La politica sciita e il “Fronte della Resistenza” in Iraq

Mentre l’Iraq affronta equilibri instabili tra potenze regionali e tensioni interne, il “Fronte della Resistenza” emerge come attore chiave. Un’analisi del suo pensiero politico e delle strategie adottate tra identità confessionali e necessità geopolitiche.

Due uomini seduti in una sala con bandiera iraniana, discutono seriamente.
Ali Khamenei, attuale Guida Suprema dell’Iran con l’ex premier iracheno Nouri al-Maliki
Tasnim News Agency/Wikimedia Commons

Dopo l’attacco di Hamas contro Israele del 7 ottobre 2023, che ha portato al conflitto tra i gruppi di resistenza palestinesi e lo Stato ebraico, l’“Asse della Resistenza” o “Fronte della Resistenza” (d’ora in poi solo “Fronte”) ha annunciato una nuova strategia di “unità dei fronti”1. Tale strategia prevedeva che ciascuno dei gruppi appartenenti all’alleanza si coordinasse nello svolgimento di operazioni militari contro Israele a sostegno della lotta palestinese. La Resistenza Islamica in Iraq2 è stata costituita nello stesso mese per unirsi al “Fronte”, conducendo diverse operazioni, la più spettacolare delle quali è stata l’attacco alla base americana al confine tra Giordania e Siria nel gennaio 20243.

Il “Fronte” non è una vera e propria alleanza militare, ma piuttosto una rete di connessione tra gruppi militari e ideologici guidata dall’Iran, che Teheran ha contribuito a creare come un sistema difensivo asimmetrico di forze (per lo più) non statali contro l’egemonia statunitense nella regione e i suoi atteggiamenti aggressivi nei confronti dei paesi nemici: definiti come “Asse del male”, da cui il conio “Asse della resistenza” originariamente derivato in ironica opposizione. I principali attori che partecipano al “Fronte” condividono interessi geopolitici, un’ideologia antimperialista e una teologia politica islamista della liberazione che insiste sulla liberazione dall’oppressione e dall’ingiustizia.

Record elencati:
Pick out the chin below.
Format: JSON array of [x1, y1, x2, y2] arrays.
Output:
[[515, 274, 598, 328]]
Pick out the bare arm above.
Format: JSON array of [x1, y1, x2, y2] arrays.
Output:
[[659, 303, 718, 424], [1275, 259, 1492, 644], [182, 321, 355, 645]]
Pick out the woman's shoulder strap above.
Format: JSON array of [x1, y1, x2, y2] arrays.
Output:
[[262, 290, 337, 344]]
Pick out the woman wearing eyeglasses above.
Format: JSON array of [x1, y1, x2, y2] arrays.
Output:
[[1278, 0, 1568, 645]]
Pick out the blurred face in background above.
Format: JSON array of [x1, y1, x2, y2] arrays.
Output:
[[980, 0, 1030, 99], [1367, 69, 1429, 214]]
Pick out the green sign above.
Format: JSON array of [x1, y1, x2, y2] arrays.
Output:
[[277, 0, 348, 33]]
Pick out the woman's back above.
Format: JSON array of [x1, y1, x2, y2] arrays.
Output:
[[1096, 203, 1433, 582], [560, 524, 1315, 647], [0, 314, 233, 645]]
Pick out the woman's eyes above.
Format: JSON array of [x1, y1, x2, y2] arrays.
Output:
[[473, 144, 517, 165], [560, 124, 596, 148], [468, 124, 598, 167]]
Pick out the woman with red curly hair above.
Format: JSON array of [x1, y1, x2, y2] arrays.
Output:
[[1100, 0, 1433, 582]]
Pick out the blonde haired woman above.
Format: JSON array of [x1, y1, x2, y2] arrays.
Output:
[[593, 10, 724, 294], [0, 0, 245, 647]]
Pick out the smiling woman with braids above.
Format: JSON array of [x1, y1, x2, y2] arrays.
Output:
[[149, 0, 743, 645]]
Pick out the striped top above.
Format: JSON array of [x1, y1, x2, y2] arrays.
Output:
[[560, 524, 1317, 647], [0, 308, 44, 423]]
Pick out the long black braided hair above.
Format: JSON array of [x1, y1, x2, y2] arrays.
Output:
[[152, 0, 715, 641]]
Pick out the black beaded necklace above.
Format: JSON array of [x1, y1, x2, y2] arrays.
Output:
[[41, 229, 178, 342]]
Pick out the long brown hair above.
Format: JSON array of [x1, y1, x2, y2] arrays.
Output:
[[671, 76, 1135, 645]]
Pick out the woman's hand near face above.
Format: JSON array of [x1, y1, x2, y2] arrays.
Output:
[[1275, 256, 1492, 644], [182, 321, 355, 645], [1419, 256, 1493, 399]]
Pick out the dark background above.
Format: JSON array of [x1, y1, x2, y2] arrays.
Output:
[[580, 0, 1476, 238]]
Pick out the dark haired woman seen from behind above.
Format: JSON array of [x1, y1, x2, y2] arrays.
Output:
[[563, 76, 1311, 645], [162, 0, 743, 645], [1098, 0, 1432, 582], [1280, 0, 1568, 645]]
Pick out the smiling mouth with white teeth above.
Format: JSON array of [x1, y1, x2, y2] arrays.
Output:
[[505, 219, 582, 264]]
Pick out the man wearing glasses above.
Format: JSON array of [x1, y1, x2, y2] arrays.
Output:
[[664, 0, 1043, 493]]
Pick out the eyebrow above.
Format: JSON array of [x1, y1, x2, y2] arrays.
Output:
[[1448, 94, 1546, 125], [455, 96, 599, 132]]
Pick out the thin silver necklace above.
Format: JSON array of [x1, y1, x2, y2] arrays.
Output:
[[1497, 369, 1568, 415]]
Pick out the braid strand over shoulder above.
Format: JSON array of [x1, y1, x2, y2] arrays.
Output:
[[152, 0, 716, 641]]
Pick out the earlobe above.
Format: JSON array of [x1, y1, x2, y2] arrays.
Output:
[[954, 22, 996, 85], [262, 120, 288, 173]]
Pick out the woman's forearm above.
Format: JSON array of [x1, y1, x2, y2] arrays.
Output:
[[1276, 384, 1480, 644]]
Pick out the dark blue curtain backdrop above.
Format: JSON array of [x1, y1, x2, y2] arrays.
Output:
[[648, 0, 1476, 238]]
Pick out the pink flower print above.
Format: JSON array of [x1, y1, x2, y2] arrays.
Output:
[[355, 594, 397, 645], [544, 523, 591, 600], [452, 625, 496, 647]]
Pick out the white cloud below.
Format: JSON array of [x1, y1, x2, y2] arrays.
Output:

Consegna scritta: Riporta senza modifiche il passo del brano sulla politica sciita in Iraq che si apre con le parole "La politica sciita" e si chiude con "e necessità geopolitiche.".

Risultato dell'esercizio:
La politica sciita e il “Fronte della Resistenza” in Iraq

Mentre l’Iraq affronta equilibri instabili tra potenze regionali e tensioni interne, il “Fronte della Resistenza” emerge come attore chiave. Un’analisi del suo pensiero politico e delle strategie adottate tra identità confessionali e necessità geopolitiche.